Work to complete:
1. In the excerpt about the Peeds, how much did Sandhills give toward the Lincoln Youth Complex?
2. From the excerpt about the Peeds, return word for word the passage that begins with the words "Despite Sandhills’ community" and ends with "former city officials.".

In the past year, Sandhills has announced a $5 million contribution to a $32.4 million tech center at Southeast Community College and a $4 million donation to the Lincoln Youth Complex, which when built will include baseball and softball fields, including one for children with disabilities.
Despite Sandhills’ community engagement efforts, the Peeds remain a relatively unknown presence in Lincoln, including at City Hall, where they now hope to shake up the top leadership.
“I don’t remember ever having an issue brought to me from the Peeds,” said Don Wesely, who served as Lincoln mayor for four years in the early 2000s after serving 20 years in the Nebraska Legislature.
“I mean, I was going to a lot of events and involved with a lot of organizations and what have you, but never ran across them that I can remember,” Wesely added, echoing the recollection of multiple former city officials.
Gaylor Baird said she can recall just one instance when she heard from the Peeds, and it concerned the city’s response to the COVID-19 pandemic.
In December 2021, Shawn Peed sent a letter to Gaylor Baird and others that included his company’s own analysis of publicly available COVID-19 data from Lancaster, Douglas and Sarpy counties.
The Lincoln-Lancaster County Health Department had extended a mask mandate several times in 2021, and it was unclear if the department would do so again in late December.
“As part of our company’s ongoing concern with the COVID-19 pandemic, we’ve utilized our resources to conduct an extensive analysis of … reported COVID-19 cases and deaths in correlation with vaccination percentages and mask mandates,” Peed wrote. “We … hope it will assist with your ongoing review and management of the COVID-19 situation.”

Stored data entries
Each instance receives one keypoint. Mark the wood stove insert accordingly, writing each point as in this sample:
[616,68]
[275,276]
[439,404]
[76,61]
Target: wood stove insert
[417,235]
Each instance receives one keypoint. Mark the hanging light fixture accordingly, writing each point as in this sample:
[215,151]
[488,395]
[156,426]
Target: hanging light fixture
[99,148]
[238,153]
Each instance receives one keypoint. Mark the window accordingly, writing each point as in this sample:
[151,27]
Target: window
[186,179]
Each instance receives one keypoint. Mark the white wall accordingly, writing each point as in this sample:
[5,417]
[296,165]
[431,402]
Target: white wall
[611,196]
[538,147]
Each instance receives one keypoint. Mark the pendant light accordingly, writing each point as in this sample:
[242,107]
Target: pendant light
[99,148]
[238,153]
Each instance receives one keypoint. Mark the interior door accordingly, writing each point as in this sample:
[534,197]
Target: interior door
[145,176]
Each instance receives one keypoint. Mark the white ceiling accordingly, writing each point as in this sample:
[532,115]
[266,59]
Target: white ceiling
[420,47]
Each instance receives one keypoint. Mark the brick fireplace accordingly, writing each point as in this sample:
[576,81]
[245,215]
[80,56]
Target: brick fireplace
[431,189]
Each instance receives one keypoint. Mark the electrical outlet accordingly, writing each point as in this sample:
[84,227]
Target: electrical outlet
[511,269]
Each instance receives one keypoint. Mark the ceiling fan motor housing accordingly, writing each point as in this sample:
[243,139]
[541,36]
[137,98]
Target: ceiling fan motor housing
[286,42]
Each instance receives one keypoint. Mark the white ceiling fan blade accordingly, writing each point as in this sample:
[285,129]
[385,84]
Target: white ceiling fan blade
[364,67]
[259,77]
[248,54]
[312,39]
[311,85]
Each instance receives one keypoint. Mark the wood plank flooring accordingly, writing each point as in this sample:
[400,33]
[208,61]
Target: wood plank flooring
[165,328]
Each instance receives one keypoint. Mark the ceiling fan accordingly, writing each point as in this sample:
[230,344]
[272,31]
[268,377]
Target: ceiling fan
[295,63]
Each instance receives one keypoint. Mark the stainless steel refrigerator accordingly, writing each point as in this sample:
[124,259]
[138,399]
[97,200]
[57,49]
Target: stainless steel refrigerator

* * *

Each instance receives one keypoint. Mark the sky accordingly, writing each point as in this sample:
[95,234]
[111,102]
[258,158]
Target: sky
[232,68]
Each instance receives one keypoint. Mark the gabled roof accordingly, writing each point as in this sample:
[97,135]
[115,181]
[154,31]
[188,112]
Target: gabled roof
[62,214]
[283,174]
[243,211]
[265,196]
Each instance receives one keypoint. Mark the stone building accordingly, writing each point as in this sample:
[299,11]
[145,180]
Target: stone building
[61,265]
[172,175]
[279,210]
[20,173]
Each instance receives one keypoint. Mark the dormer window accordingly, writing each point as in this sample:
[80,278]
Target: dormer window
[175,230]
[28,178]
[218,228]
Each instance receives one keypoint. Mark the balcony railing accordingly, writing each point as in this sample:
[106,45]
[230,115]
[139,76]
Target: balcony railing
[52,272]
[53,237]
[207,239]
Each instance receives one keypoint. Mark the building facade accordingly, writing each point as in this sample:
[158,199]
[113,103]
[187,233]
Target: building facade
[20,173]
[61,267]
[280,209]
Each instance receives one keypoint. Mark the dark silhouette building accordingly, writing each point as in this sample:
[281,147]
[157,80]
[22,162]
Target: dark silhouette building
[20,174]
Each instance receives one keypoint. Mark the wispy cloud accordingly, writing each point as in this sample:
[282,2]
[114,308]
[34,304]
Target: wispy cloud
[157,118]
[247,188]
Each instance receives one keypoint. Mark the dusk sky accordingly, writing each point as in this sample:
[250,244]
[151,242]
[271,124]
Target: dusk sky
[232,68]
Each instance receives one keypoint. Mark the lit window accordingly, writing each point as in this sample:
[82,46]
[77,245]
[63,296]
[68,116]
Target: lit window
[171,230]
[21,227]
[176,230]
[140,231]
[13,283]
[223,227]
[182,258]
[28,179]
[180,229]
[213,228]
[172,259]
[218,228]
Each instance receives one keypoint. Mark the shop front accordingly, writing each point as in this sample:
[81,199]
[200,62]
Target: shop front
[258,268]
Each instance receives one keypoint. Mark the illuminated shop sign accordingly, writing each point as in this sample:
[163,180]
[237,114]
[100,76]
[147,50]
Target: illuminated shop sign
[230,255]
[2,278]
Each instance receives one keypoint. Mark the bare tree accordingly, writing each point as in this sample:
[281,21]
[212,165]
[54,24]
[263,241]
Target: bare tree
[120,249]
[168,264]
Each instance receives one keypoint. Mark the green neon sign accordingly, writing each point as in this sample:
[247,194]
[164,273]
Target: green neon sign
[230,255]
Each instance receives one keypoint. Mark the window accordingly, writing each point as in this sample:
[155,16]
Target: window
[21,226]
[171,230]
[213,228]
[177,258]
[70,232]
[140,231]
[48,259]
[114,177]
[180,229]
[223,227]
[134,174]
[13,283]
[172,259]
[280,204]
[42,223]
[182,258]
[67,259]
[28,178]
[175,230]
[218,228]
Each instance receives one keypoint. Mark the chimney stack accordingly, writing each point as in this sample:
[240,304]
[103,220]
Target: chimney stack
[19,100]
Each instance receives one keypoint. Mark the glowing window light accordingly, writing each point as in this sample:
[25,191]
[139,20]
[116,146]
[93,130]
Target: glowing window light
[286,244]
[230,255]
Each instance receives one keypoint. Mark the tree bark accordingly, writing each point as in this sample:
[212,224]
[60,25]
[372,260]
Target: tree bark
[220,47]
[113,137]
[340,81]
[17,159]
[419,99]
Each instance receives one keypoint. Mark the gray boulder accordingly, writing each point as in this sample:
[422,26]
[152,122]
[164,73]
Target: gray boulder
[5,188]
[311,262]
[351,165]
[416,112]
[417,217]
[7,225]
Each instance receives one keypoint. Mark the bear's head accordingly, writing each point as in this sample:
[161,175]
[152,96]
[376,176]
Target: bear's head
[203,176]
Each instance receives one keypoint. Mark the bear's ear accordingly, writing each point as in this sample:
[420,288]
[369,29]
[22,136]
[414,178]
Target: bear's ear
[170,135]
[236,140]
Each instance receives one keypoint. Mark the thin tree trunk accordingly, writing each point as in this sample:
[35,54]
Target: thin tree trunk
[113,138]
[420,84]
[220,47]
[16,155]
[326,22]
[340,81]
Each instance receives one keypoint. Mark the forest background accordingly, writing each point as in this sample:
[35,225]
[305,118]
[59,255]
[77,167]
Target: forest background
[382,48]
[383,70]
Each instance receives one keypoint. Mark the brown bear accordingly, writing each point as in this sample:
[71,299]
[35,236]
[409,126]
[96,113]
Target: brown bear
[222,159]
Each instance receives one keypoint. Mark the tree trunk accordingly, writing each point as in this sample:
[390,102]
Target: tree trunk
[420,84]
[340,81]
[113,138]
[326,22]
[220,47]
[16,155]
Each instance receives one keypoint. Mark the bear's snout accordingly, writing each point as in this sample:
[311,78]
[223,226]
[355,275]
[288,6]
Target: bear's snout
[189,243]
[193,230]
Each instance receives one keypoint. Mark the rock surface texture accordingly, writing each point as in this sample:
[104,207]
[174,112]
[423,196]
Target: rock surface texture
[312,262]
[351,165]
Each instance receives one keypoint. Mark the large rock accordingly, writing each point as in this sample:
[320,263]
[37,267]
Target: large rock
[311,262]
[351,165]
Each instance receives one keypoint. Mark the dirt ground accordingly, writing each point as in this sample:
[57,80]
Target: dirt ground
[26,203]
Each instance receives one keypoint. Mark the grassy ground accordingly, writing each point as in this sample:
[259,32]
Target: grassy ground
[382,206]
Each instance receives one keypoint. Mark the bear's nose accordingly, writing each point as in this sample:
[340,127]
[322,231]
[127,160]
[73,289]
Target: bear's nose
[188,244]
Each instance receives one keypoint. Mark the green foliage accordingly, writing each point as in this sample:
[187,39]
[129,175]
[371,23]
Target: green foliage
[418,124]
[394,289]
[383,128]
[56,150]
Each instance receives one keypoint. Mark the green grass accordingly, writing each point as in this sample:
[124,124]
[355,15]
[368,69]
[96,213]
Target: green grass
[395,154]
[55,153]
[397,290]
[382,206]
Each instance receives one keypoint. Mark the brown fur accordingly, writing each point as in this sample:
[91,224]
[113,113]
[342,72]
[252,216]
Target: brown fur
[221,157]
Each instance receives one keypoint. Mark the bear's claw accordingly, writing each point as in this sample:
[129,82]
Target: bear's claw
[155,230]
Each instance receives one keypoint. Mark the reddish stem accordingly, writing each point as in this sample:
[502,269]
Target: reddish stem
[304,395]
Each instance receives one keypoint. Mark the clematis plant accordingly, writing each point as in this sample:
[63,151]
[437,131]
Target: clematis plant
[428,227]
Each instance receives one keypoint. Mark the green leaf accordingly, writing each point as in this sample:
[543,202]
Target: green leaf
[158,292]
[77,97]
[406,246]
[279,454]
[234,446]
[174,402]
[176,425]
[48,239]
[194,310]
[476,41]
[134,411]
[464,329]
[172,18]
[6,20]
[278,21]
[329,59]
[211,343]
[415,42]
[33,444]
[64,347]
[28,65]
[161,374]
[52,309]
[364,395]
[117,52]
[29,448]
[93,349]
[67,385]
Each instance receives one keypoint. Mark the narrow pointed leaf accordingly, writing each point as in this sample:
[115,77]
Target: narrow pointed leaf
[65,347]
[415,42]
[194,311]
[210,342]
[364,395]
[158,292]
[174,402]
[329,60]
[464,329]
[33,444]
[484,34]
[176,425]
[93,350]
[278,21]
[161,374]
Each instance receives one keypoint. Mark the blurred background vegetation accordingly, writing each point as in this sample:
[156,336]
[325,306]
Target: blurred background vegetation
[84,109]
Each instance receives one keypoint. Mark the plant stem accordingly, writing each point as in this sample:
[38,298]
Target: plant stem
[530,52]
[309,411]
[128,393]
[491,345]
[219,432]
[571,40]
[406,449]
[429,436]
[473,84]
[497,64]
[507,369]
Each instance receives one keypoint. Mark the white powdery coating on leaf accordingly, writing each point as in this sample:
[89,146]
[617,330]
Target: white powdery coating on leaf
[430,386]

Solution list:
1. $4 million

2.
Despite Sandhills’ community engagement efforts, the Peeds remain a relatively unknown presence in Lincoln, including at City Hall, where they now hope to shake up the top leadership.
“I don’t remember ever having an issue brought to me from the Peeds,” said Don Wesely, who served as Lincoln mayor for four years in the early 2000s after serving 20 years in the Nebraska Legislature.
“I mean, I was going to a lot of events and involved with a lot of organizations and what have you, but never ran across them that I can remember,” Wesely added, echoing the recollection of multiple former city officials.